#### [Data provided]
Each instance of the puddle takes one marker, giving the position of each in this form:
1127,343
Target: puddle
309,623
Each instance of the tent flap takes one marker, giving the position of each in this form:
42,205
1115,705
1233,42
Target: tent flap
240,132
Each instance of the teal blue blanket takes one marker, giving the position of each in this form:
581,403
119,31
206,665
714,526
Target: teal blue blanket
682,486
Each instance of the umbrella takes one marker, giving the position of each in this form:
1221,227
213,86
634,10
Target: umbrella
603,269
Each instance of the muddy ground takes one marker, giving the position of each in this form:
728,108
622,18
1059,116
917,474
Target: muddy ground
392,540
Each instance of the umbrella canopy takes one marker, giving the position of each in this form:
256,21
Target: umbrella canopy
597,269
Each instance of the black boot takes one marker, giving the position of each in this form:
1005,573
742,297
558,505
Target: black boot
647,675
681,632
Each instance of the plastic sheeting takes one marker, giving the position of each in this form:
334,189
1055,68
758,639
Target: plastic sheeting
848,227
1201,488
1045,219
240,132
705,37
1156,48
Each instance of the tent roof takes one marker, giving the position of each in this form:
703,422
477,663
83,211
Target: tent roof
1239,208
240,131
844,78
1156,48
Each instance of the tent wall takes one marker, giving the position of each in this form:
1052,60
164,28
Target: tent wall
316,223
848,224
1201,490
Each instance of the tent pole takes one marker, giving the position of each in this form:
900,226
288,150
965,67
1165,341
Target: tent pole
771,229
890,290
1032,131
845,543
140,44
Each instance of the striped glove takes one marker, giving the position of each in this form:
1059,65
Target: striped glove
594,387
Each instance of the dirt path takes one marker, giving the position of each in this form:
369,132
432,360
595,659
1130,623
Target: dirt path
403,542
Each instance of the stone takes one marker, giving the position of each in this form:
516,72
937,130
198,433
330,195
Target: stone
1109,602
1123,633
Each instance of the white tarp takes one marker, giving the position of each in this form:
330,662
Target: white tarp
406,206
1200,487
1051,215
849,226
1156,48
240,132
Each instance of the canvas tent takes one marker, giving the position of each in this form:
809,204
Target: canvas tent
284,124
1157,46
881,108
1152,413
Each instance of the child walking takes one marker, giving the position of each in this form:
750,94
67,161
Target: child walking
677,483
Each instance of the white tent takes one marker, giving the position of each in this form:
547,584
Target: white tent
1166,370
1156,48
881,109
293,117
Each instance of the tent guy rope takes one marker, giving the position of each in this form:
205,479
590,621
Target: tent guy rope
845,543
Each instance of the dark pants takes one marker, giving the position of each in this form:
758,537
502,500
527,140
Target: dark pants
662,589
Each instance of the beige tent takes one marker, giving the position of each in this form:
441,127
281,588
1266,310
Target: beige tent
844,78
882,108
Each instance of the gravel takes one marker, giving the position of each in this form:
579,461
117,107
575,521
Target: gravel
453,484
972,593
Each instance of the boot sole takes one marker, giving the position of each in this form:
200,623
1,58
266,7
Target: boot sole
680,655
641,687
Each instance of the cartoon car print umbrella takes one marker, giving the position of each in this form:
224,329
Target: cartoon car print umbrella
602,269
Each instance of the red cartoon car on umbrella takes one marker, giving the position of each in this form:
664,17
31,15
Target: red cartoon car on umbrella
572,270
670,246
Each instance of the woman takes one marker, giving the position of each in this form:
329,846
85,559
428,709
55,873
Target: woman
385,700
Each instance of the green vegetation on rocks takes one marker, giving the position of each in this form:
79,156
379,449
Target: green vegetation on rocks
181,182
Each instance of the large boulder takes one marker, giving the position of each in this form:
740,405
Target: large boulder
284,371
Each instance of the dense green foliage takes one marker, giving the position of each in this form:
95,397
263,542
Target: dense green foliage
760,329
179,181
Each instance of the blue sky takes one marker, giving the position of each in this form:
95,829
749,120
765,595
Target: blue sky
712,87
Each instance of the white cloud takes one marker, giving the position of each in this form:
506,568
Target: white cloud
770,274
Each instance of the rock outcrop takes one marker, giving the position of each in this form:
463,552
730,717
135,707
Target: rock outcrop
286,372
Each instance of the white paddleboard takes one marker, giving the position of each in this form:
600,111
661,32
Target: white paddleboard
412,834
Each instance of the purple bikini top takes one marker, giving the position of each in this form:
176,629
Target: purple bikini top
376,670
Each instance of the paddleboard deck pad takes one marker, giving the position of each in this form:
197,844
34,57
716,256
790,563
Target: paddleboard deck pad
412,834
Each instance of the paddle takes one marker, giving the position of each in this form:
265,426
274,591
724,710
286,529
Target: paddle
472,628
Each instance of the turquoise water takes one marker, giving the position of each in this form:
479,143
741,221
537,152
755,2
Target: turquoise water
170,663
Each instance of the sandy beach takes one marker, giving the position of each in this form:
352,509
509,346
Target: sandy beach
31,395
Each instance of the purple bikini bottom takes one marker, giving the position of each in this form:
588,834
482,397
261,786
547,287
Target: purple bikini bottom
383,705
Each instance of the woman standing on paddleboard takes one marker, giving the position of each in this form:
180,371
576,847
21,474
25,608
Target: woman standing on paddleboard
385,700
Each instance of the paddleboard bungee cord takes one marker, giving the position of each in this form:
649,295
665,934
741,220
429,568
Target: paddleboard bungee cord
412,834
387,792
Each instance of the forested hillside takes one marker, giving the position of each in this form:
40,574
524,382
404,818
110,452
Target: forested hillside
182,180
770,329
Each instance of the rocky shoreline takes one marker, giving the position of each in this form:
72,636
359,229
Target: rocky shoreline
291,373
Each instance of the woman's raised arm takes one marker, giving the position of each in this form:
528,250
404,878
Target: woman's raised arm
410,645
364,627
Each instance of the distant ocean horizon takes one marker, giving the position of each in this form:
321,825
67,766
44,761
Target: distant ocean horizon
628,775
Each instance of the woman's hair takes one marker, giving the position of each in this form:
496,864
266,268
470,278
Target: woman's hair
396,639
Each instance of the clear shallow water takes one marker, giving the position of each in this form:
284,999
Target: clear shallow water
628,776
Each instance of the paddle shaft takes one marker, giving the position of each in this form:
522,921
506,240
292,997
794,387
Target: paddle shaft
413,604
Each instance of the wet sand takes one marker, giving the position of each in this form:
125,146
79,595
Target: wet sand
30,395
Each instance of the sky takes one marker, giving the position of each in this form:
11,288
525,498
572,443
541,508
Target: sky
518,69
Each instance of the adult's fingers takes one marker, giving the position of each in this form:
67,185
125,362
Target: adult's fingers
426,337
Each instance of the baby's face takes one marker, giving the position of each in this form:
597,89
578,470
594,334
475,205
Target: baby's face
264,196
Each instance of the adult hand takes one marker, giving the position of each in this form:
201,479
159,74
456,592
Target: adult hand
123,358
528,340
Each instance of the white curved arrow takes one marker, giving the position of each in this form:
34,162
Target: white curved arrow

#### [Directive]
Rewrite every line of the data above as a numbered list, leaving out any blank lines.

#### [Response to the task]
1. Each instance of the puddle takes one marker, giving the position of each in this form:
2. 1127,343
3. Target: puddle
4. 309,623
5. Each instance of the tent flap takes one marker, giving the position of each in this form:
6. 42,205
7. 1115,705
8. 1233,42
9. Target: tent flap
10. 240,132
11. Each instance of the teal blue blanket takes one marker, giving the position of each in this form:
12. 581,403
13. 119,31
14. 206,665
15. 714,526
16. Target: teal blue blanket
17. 682,486
18. Each instance of the umbrella takes one marker, giving the position of each in this form:
19. 1221,227
20. 213,86
21. 634,10
22. Target: umbrella
23. 603,269
24. Each instance of the muddy ground takes one marker, giving the position of each in this form:
25. 728,108
26. 622,18
27. 1059,116
28. 917,474
29. Target: muddy ground
30. 392,540
31. Each instance of the umbrella canopy takes one marker, giving the position of each in this form:
32. 256,21
33. Target: umbrella canopy
34. 597,269
35. Each instance of the black boot takes one marker, giving the position of each in this form:
36. 1005,573
37. 742,297
38. 558,505
39. Target: black boot
40. 647,675
41. 681,632
42. Each instance of the plastic sheeting takes one marker, giving the position of each in this form:
43. 334,189
44. 1055,68
45. 758,639
46. Target: plastic sheeting
47. 848,227
48. 1201,488
49. 1045,219
50. 240,132
51. 705,37
52. 1156,48
53. Each instance of the tent roof takes one marker, giving the position of each in this form:
54. 703,422
55. 477,663
56. 83,211
57. Target: tent roof
58. 1239,208
59. 240,131
60. 844,78
61. 1156,48
62. Each instance of the tent wall takes one marker, giving the position of each in this form:
63. 1052,60
64. 164,28
65. Target: tent wall
66. 316,223
67. 848,224
68. 1201,490
69. Each instance of the tent pole takes one marker, giving the position of each in this form:
70. 900,226
71. 288,150
72. 965,67
73. 1165,341
74. Target: tent pole
75. 771,229
76. 890,290
77. 1032,131
78. 845,543
79. 140,44
80. Each instance of the striped glove takes one marker, giving the position of each in this form:
81. 1059,65
82. Target: striped glove
83. 594,387
84. Each instance of the dirt path takes one marker, giving the position of each in this form:
85. 369,132
86. 432,360
87. 595,659
88. 1130,623
89. Target: dirt path
90. 403,542
91. Each instance of the stone takes one marker, giving the position of each in this form:
92. 516,72
93. 937,130
94. 198,433
95. 330,195
96. Target: stone
97. 1109,602
98. 1123,633
99. Each instance of the white tarp takes one marker, giving the position of each in this form:
100. 330,662
101. Target: white tarp
102. 406,206
103. 1200,487
104. 1051,215
105. 849,226
106. 1156,48
107. 240,132
108. Each instance of the canvas tent takes one marker, giving the position of each in this form:
109. 809,204
110. Target: canvas tent
111. 284,124
112. 1157,46
113. 881,108
114. 1152,413
115. Each instance of the child walking takes one marker, giving the position of each in this form:
116. 750,94
117. 67,161
118. Target: child walking
119. 677,483
120. Each instance of the white tent takes one marker, giving the position of each in this form:
121. 547,584
122. Target: white tent
123. 1166,370
124. 1156,48
125. 881,109
126. 293,117
127. Each instance of the tent guy rope takes one marker, giving the position of each in this form:
128. 205,479
129. 590,621
130. Target: tent guy rope
131. 845,543
132. Each instance of the dark pants takes one marker, giving the position of each in this form:
133. 758,537
134. 502,500
135. 527,140
136. Target: dark pants
137. 662,589
138. Each instance of the beige tent takes one marker, giving the position of each in this form:
139. 441,127
140. 281,588
141. 1266,310
142. Target: beige tent
143. 844,78
144. 882,108
145. Each instance of the gravel takes one marker, giving the position of each in this form:
146. 579,461
147. 117,107
148. 575,521
149. Target: gravel
150. 453,484
151. 972,593
152. Each instance of the boot sole takes one marker, giving the position of each in this form:
153. 200,623
154. 1,58
155. 266,7
156. Target: boot sole
157. 680,655
158. 641,687
159. Each instance of the cartoon car print umbrella takes one marker, giving the position of each in this form:
160. 224,329
161. Target: cartoon car print umbrella
162. 602,269
163. Each instance of the red cartoon car on umbrella takes one marker, giving the position of each in this form:
164. 664,17
165. 31,15
166. Target: red cartoon car on umbrella
167. 572,270
168. 670,246
169. Each instance of the woman takes one marker, giving the position of each in this form:
170. 329,846
171. 85,559
172. 428,709
173. 55,873
174. Target: woman
175. 385,700
176. Each instance of the green vegetation on rocks takes one marker, giving the position of each in this form:
177. 79,156
178. 379,449
179. Target: green vegetation on rocks
180. 181,182
181. Each instance of the large boulder takes one marker, giving the position of each in this form:
182. 740,405
183. Target: large boulder
184. 284,371
185. Each instance of the dense green foliage takes one marker, giving the position of each in this form:
186. 95,397
187. 263,542
188. Target: dense green foliage
189. 760,329
190. 179,181
191. Each instance of the blue sky takes one marker, giving the position of each in this form:
192. 95,829
193. 749,120
194. 765,595
195. Target: blue sky
196. 712,87
197. Each instance of the white cloud takes one marker, giving the position of each in this form:
198. 506,568
199. Target: white cloud
200. 770,274
201. Each instance of the rock outcrop takes one marker, giving the position of each in this form:
202. 463,552
203. 730,717
204. 135,707
205. Target: rock outcrop
206. 286,372
207. Each instance of the white paddleboard takes one marker, giving the position of each in this form:
208. 600,111
209. 661,32
210. Target: white paddleboard
211. 412,834
212. Each instance of the purple bikini top takes one marker, giving the position of each in this form:
213. 176,629
214. Target: purple bikini top
215. 376,670
216. Each instance of the paddleboard deck pad takes one marker, giving the position of each in this form:
217. 197,844
218. 34,57
219. 716,256
220. 790,563
221. Target: paddleboard deck pad
222. 412,834
223. Each instance of the paddle takes one marker, giving the position of each in this form:
224. 265,426
225. 274,591
226. 724,710
227. 286,529
228. Target: paddle
229. 472,628
230. Each instance of the turquoise water takes one marker, giving the position of each in this form:
231. 479,143
232. 741,221
233. 537,152
234. 755,2
235. Target: turquoise water
236. 170,663
237. Each instance of the sandy beach takes one marker, giving the position of each in this form:
238. 352,509
239. 509,346
240. Target: sandy beach
241. 31,395
242. Each instance of the purple bikini bottom takes one marker, giving the position of each in this form:
243. 588,834
244. 482,397
245. 261,786
246. 547,287
247. Target: purple bikini bottom
248. 383,705
249. Each instance of the woman standing on paddleboard takes one marker, giving the position of each in this form:
250. 180,371
251. 576,847
252. 21,474
253. 25,608
254. Target: woman standing on paddleboard
255. 385,700
256. Each instance of the paddleboard bungee cord takes one marker, giving the position of each in this form:
257. 649,295
258. 665,934
259. 741,220
260. 429,568
261. Target: paddleboard bungee cord
262. 412,834
263. 387,792
264. Each instance of the forested hillside takes one marker, giving the position of each in this form:
265. 40,574
266. 524,382
267. 404,818
268. 110,452
269. Target: forested hillside
270. 182,180
271. 770,329
272. Each instance of the rocky shoreline takes one marker, giving the position of each in this form:
273. 72,636
274. 359,229
275. Target: rocky shoreline
276. 291,373
277. Each instance of the woman's raised arm takes one marker, giving the position of each in this form:
278. 528,250
279. 404,878
280. Target: woman's raised arm
281. 410,645
282. 364,627
283. Each instance of the distant ocean horizon takes one marker, giving the position of each in this form:
284. 321,825
285. 67,766
286. 44,761
287. Target: distant ocean horizon
288. 628,775
289. Each instance of the woman's hair takes one marker, giving the position of each in this form:
290. 496,864
291. 266,268
292. 470,278
293. Target: woman's hair
294. 396,639
295. Each instance of the clear shallow water takes one marker, giving the position of each in this form:
296. 284,999
297. Target: clear shallow water
298. 628,776
299. Each instance of the paddle shaft takes one marker, giving the position of each in this form:
300. 522,921
301. 506,240
302. 292,997
303. 794,387
304. Target: paddle shaft
305. 413,604
306. Each instance of the wet sand takes one marker, giving the position of each in this form:
307. 125,146
308. 79,595
309. Target: wet sand
310. 30,395
311. Each instance of the sky takes one marker, giving the position of each in this form:
312. 11,288
313. 525,498
314. 572,443
315. 541,508
316. Target: sky
317. 518,69
318. Each instance of the adult's fingers takes one marker, giving the position of each in this form:
319. 67,185
320. 125,362
321. Target: adult's fingers
322. 426,337
323. Each instance of the baby's face takes one marker, giving the position of each in this form:
324. 597,89
325. 578,470
326. 594,334
327. 475,205
328. Target: baby's face
329. 264,196
330. Each instance of the adult hand takes one marker, giving the position of each in this form:
331. 201,479
332. 159,74
333. 456,592
334. Target: adult hand
335. 123,358
336. 528,340
337. Each instance of the white curved arrow takes one marker, giving the position of each in this form:
338. 34,162
339. Target: white curved arrow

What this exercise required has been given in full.